Records excerpted from a collection
----

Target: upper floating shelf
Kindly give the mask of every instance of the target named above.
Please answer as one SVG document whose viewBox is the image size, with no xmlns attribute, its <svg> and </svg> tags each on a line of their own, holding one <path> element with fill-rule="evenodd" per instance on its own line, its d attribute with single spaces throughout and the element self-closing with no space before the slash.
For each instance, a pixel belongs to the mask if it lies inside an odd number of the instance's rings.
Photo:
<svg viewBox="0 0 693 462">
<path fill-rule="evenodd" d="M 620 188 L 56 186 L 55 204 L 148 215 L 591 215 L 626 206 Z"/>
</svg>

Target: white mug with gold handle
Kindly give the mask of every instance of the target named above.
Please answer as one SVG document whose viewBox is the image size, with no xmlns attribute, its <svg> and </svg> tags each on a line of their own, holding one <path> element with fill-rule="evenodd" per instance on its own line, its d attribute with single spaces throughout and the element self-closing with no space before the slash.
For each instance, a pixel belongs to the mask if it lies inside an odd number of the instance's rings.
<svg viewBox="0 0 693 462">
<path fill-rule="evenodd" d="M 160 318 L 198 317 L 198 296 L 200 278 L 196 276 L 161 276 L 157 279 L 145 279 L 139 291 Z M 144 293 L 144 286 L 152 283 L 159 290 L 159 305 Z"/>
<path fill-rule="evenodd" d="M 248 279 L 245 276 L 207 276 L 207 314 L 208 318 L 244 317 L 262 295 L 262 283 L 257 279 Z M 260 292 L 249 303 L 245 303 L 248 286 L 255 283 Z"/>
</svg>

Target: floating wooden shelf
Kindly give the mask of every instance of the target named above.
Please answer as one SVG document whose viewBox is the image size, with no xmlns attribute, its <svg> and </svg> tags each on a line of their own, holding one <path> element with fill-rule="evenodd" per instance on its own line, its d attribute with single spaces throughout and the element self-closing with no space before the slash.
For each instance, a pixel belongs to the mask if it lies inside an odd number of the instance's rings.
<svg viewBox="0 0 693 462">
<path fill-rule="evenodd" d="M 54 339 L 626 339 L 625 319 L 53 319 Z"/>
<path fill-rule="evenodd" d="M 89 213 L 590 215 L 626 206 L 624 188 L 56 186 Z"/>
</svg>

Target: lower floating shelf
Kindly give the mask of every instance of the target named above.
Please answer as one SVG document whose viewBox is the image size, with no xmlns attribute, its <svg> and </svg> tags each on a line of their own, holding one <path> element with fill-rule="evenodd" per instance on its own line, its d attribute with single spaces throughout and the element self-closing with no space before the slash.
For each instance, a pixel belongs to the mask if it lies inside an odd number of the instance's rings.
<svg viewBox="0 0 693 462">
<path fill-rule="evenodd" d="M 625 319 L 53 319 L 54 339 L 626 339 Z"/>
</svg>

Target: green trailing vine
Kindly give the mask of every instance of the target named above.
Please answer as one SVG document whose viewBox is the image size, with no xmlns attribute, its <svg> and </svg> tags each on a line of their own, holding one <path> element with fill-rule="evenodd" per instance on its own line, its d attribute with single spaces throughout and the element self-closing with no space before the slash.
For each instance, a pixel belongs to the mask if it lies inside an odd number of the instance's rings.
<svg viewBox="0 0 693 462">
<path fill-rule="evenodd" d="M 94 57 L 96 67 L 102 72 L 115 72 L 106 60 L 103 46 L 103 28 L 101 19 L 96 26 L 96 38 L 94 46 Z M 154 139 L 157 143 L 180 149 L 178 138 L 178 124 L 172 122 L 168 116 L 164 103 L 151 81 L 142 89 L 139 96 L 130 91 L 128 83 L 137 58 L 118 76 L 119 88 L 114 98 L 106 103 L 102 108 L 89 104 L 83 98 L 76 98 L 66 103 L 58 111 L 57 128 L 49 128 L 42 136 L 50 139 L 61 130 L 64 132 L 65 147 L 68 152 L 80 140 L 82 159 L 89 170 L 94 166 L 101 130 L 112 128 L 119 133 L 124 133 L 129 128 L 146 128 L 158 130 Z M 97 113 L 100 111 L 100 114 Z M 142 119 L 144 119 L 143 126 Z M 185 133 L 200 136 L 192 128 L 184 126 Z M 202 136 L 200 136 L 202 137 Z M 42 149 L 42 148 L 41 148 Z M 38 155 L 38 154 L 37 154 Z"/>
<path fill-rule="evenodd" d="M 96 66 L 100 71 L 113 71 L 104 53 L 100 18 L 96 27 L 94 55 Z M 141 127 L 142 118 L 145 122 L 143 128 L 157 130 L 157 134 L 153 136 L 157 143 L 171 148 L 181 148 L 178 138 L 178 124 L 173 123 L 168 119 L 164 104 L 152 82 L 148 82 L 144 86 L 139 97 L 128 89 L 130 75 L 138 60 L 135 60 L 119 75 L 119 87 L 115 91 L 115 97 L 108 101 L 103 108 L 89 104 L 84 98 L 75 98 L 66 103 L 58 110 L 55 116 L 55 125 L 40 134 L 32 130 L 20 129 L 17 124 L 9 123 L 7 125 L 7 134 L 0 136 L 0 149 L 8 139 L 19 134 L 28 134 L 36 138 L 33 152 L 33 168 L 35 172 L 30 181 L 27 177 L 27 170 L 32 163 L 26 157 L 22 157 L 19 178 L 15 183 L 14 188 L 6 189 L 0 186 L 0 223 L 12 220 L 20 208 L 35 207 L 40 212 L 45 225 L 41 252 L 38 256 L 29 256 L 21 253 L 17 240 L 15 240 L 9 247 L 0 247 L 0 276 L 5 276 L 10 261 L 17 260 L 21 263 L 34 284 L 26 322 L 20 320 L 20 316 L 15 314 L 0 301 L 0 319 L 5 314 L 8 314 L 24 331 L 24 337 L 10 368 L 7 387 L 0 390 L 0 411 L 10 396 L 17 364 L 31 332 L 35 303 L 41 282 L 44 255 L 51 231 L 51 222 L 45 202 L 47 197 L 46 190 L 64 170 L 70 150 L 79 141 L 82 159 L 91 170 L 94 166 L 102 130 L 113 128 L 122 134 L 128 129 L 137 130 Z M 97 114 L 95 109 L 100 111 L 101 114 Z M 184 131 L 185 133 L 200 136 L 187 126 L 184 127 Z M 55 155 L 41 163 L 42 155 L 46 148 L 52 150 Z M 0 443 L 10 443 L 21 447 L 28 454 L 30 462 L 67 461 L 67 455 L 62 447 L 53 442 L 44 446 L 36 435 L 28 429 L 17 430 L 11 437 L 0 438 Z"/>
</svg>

----

#### TASK DESCRIPTION
Arrange every line of the records above as a Markdown table with the columns Num and Content, numbering each row and omitting blank lines.

#### RESULT
| Num | Content |
|---|---|
| 1 | Target: upper floating shelf |
| 2 | Kindly give the mask of every instance of the target named above. |
| 3 | Please answer as one SVG document whose viewBox is the image size, with no xmlns attribute, its <svg> and </svg> tags each on a line of their own, holding one <path> element with fill-rule="evenodd" per instance on its own line, its d attribute with single spaces throughout and the element self-closing with no space before the slash. |
| 4 | For each instance, a pixel belongs to the mask if it lies inside an odd number of the instance's rings. |
| 5 | Photo: |
| 6 | <svg viewBox="0 0 693 462"> |
| 7 | <path fill-rule="evenodd" d="M 620 188 L 56 186 L 55 204 L 148 215 L 591 215 L 626 206 Z"/> |
| 8 | </svg> |
| 9 | Target: white mug with gold handle |
| 10 | Kindly give the mask of every instance of the target named above. |
| 11 | Please answer as one SVG document whose viewBox is the image size, with no xmlns attribute, its <svg> and </svg> tags each on a line of their own, holding one <path> element with fill-rule="evenodd" per instance on its own line, its d attribute with single spaces throughout and the element self-closing with no space before the slash. |
| 12 | For each instance, a pixel belongs to the mask if it lies inside an odd number of the instance's rings. |
| 13 | <svg viewBox="0 0 693 462"> |
| 14 | <path fill-rule="evenodd" d="M 160 318 L 198 317 L 198 296 L 200 278 L 196 276 L 161 276 L 157 279 L 145 279 L 139 291 Z M 144 293 L 144 286 L 152 283 L 159 290 L 159 305 Z"/> |
| 15 | <path fill-rule="evenodd" d="M 248 279 L 245 276 L 207 276 L 207 314 L 208 318 L 244 317 L 262 295 L 262 283 L 257 279 Z M 260 292 L 249 303 L 245 303 L 248 286 L 255 283 Z"/> |
| 16 | </svg> |
| 17 | Target: floating wooden shelf |
| 18 | Kindly give the mask of every instance of the target named above. |
| 19 | Please answer as one SVG document whose viewBox is the image size, with no xmlns attribute, its <svg> and </svg> tags each on a line of their own, holding one <path> element with fill-rule="evenodd" per instance on its own line, its d attribute with single spaces throughout and the element self-closing with no space before the slash. |
| 20 | For each instance, a pixel belongs to the mask if it lies inside an odd number of the instance's rings. |
| 21 | <svg viewBox="0 0 693 462"> |
| 22 | <path fill-rule="evenodd" d="M 54 339 L 626 339 L 625 319 L 53 319 Z"/> |
| 23 | <path fill-rule="evenodd" d="M 89 213 L 590 215 L 626 206 L 624 188 L 56 186 Z"/> |
| 24 | </svg> |
| 25 | Target: lower floating shelf |
| 26 | Kindly give the mask of every instance of the target named above. |
| 27 | Please answer as one SVG document whose viewBox is the image size, with no xmlns attribute, its <svg> and </svg> tags each on a line of their own, holding one <path> element with fill-rule="evenodd" per instance on its own line, its d attribute with single spaces throughout and the element self-closing with no space before the slash. |
| 28 | For each instance, a pixel belongs to the mask if it lies inside an odd number of the instance's rings. |
| 29 | <svg viewBox="0 0 693 462"> |
| 30 | <path fill-rule="evenodd" d="M 625 319 L 53 319 L 54 339 L 626 339 Z"/> |
| 31 | </svg> |
| 32 | Target: green trailing vine |
| 33 | Kindly give the mask of every instance of the target named above. |
| 34 | Please answer as one SVG document whose viewBox is the image size, with no xmlns attribute, its <svg> and </svg> tags each on a line of their own, holding one <path> element with fill-rule="evenodd" per instance on its own line, its d attribute with single spaces throughout and the element self-closing with no space before the slash. |
| 35 | For each instance, a pixel belongs to the mask if it lies inside an odd number of the instance's rings. |
| 36 | <svg viewBox="0 0 693 462"> |
| 37 | <path fill-rule="evenodd" d="M 94 57 L 96 67 L 102 72 L 115 72 L 106 60 L 103 46 L 103 28 L 101 19 L 96 26 L 96 38 L 94 46 Z M 154 139 L 157 143 L 180 149 L 178 138 L 178 124 L 172 122 L 168 116 L 164 103 L 151 81 L 142 89 L 139 96 L 130 91 L 128 83 L 137 58 L 118 76 L 119 88 L 114 98 L 106 103 L 102 108 L 89 104 L 83 98 L 76 98 L 66 103 L 58 111 L 57 128 L 49 128 L 42 136 L 50 139 L 61 130 L 64 132 L 65 147 L 68 152 L 80 140 L 82 159 L 89 170 L 94 166 L 101 130 L 112 128 L 119 133 L 124 133 L 129 128 L 146 128 L 158 130 Z M 97 113 L 100 111 L 100 114 Z M 142 119 L 144 119 L 143 126 Z M 185 133 L 200 136 L 192 128 L 184 126 Z M 202 136 L 200 136 L 202 137 Z M 42 149 L 42 148 L 41 148 Z M 38 155 L 38 154 L 37 154 Z"/> |
| 38 | <path fill-rule="evenodd" d="M 96 66 L 100 71 L 113 71 L 104 53 L 100 18 L 96 27 L 94 55 Z M 141 127 L 142 118 L 145 122 L 143 128 L 157 130 L 157 134 L 153 136 L 157 143 L 171 148 L 181 148 L 178 138 L 178 124 L 173 123 L 168 119 L 164 104 L 152 82 L 148 82 L 144 86 L 139 97 L 128 89 L 130 75 L 138 60 L 135 60 L 119 75 L 119 87 L 115 91 L 115 97 L 108 101 L 103 108 L 89 104 L 84 98 L 75 98 L 66 103 L 58 110 L 55 116 L 55 125 L 40 134 L 32 130 L 20 129 L 17 124 L 9 123 L 7 125 L 7 134 L 0 136 L 0 149 L 8 139 L 19 134 L 28 134 L 36 138 L 33 152 L 33 168 L 35 172 L 30 181 L 27 177 L 27 170 L 32 163 L 26 157 L 22 157 L 19 178 L 15 183 L 14 188 L 6 189 L 0 186 L 0 223 L 12 220 L 20 208 L 35 207 L 40 212 L 45 225 L 41 252 L 38 256 L 29 256 L 21 253 L 17 240 L 15 240 L 9 247 L 0 247 L 0 276 L 5 276 L 10 261 L 17 260 L 21 263 L 34 284 L 26 322 L 20 320 L 20 316 L 15 314 L 0 301 L 0 319 L 5 314 L 8 314 L 24 331 L 24 337 L 10 368 L 7 387 L 0 390 L 0 411 L 10 396 L 17 364 L 31 332 L 35 303 L 41 282 L 44 255 L 51 231 L 51 222 L 45 202 L 47 197 L 46 190 L 64 170 L 70 150 L 79 141 L 82 159 L 91 170 L 94 166 L 102 130 L 113 128 L 122 134 L 128 129 L 137 130 Z M 97 114 L 95 109 L 100 111 L 101 114 Z M 184 131 L 185 133 L 200 136 L 187 126 L 184 127 Z M 55 155 L 41 163 L 42 155 L 46 148 L 52 150 Z M 0 443 L 10 443 L 21 447 L 28 454 L 30 462 L 67 461 L 67 455 L 62 447 L 53 442 L 44 446 L 36 435 L 28 429 L 17 430 L 11 437 L 0 438 Z"/> |
| 39 | </svg> |